[Stored data]
....................

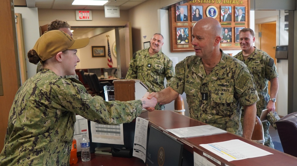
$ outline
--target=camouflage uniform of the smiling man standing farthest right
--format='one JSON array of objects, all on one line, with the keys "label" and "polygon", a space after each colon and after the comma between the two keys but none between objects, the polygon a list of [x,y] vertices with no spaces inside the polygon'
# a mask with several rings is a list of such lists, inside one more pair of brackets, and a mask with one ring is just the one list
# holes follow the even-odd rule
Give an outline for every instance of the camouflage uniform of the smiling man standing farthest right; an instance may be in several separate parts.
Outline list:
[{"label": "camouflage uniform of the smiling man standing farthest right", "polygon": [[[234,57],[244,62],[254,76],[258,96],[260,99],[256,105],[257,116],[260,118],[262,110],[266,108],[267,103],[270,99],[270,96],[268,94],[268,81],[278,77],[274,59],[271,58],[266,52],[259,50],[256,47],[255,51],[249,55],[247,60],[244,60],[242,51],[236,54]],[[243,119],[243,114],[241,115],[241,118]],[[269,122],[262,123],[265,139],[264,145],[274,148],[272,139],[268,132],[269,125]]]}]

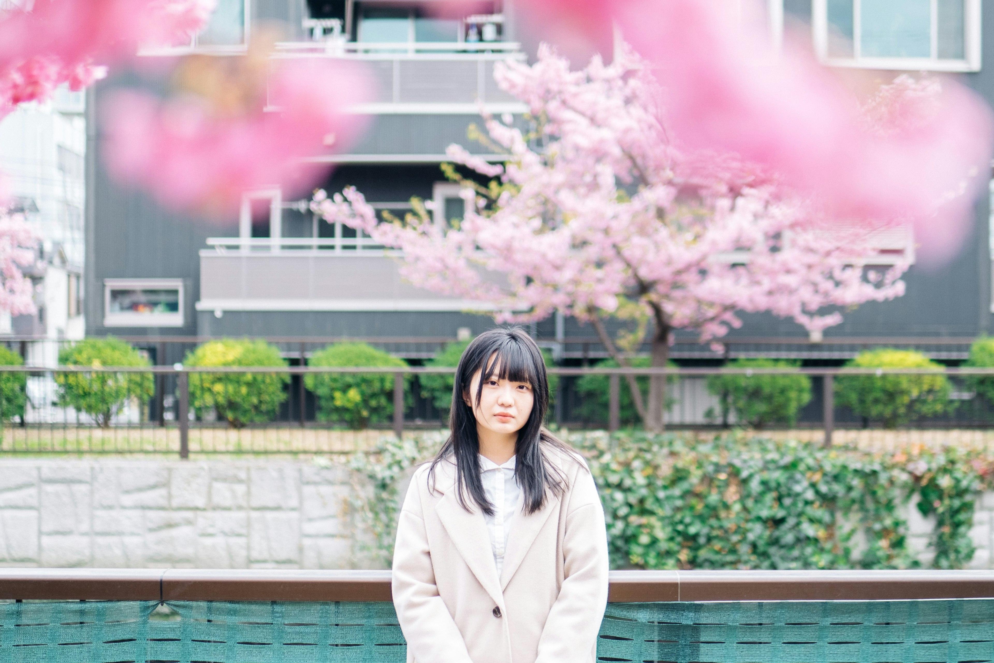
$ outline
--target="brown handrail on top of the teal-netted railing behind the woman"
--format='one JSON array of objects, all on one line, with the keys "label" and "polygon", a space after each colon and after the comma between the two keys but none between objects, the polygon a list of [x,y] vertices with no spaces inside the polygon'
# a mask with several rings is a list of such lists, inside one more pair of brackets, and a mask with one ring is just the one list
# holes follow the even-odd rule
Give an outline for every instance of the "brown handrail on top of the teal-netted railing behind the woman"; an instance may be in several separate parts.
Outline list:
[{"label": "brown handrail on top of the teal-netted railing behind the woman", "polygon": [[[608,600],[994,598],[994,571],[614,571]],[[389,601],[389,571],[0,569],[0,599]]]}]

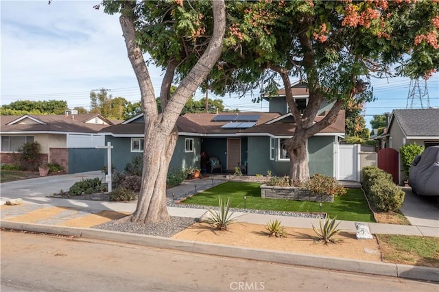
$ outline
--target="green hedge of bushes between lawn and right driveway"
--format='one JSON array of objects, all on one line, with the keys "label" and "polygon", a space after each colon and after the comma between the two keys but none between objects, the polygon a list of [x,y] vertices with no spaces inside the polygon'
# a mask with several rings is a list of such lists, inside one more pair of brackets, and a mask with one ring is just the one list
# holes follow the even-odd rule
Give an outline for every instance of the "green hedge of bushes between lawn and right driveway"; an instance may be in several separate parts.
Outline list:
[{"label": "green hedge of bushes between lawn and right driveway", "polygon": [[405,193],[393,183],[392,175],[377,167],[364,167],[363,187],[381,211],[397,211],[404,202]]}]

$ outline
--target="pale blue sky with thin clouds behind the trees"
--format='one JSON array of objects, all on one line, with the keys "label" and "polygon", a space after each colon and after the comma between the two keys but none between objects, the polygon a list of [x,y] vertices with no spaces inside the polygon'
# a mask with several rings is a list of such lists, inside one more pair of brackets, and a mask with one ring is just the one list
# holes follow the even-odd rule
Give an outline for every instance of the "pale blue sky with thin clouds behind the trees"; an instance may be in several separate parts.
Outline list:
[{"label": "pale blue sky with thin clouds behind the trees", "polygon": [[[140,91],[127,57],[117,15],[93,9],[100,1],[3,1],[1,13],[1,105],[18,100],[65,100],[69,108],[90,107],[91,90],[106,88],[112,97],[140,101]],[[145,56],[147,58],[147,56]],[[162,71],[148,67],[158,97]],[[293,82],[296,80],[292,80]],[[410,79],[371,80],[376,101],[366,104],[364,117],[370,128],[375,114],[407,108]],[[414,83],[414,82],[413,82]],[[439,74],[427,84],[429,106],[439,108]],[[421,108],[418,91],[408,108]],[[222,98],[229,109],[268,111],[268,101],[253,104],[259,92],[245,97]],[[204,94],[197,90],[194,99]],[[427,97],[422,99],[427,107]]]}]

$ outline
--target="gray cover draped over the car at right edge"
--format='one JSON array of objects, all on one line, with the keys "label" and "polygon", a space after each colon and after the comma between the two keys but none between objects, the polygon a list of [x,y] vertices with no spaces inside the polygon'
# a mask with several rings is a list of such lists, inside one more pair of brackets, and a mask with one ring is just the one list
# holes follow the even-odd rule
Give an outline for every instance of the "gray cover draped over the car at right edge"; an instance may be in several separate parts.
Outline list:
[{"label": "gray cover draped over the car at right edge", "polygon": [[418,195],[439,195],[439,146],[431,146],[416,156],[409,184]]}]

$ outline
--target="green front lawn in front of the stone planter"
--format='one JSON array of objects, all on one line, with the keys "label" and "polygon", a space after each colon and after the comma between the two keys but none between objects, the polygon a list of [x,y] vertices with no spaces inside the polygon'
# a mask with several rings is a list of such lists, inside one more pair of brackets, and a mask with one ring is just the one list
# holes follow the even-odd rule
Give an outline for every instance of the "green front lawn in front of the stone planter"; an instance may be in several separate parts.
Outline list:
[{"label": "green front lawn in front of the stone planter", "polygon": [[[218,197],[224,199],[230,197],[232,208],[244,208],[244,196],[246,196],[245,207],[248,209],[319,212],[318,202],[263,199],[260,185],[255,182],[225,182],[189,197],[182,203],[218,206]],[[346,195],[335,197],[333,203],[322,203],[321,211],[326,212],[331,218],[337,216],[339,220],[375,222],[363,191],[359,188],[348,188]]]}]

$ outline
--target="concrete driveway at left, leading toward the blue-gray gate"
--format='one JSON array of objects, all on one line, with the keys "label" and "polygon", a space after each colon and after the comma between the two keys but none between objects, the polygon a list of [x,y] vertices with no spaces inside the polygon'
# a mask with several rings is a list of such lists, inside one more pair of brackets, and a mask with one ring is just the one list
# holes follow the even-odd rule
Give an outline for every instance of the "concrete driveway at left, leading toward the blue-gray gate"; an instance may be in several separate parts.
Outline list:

....................

#### ACTIVITY
Tally up how many lines in the records contain the string "gate". Answer with that figure only.

#### ANSWER FOR THIS EXERCISE
2